◆ Text provided ◆
The Corner

Elections

The Never Ending Election of the Never Ending 2020: Some Thoughts

President Trump speaks during a campaign rally in Bullhead City, Ariz., October 28, 2020. (Jonathan Ernst/Reuters)

A friend asked this morning what my quick bottom line take is on The Never Ending Election of the Never Ending 2020. Since answering the question forced me to get down to brass tacks, I figured I’d share these two conclusions:

1) Error and fraud happen in every election, so there are always individual incidents on which partisans whose candidate is behind can seize to suggest the whole process was illegitimate. With intensive media coverage, these incidents can be made to look like a bigger deal than they may actually be. The question always is: Did they really make a difference? So far, there is scant hard evidence of anything that made a difference — just generalized complaining about the dangers of mass mail-in voting, which I share, but which don’t prove systemic fraud in any state, much less in all the contested states. (Note: Our editorial points out, while the late computation tide is against the president in Pennsylvania and Georgia, it has favored him in Arizona.)

◆ Task ◆
Do these statements agree with the commentary on the 2020 election? Answer yes or no for each and quote the deciding words: (a) the writer shares the concern about mass mail-in voting; (b) the late computation tide has gone against the president in Arizona; (c) the friend's question came in the evening.

◆ Provided material ◆
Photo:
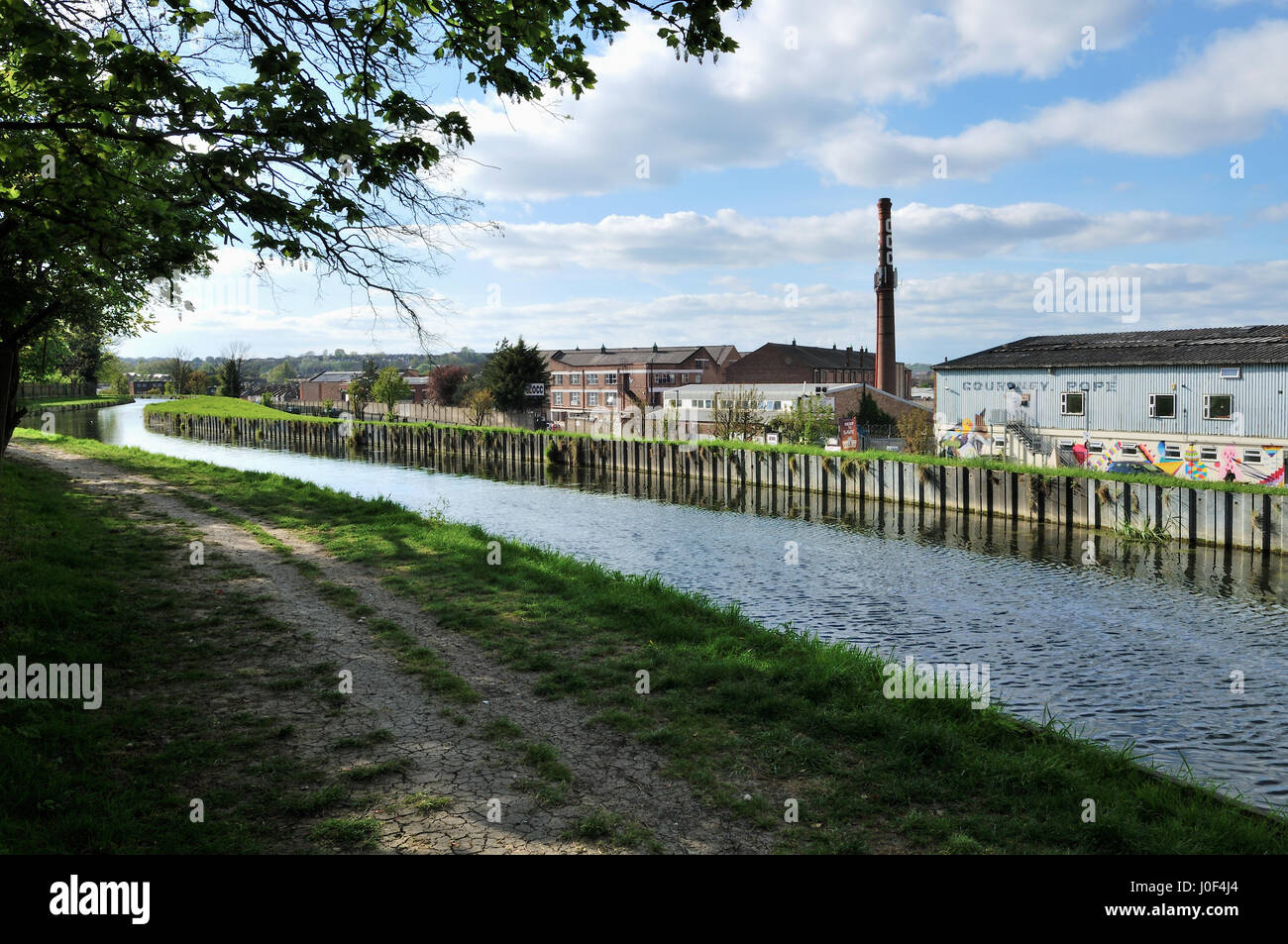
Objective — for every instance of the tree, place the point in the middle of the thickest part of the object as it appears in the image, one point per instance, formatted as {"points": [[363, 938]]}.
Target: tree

◆ Completed exercise ◆
(a) Yes: "generalized complaining about the dangers of mass mail-in voting, which I share"
(b) No: "it has favored him in Arizona."
(c) No: "A friend asked this morning"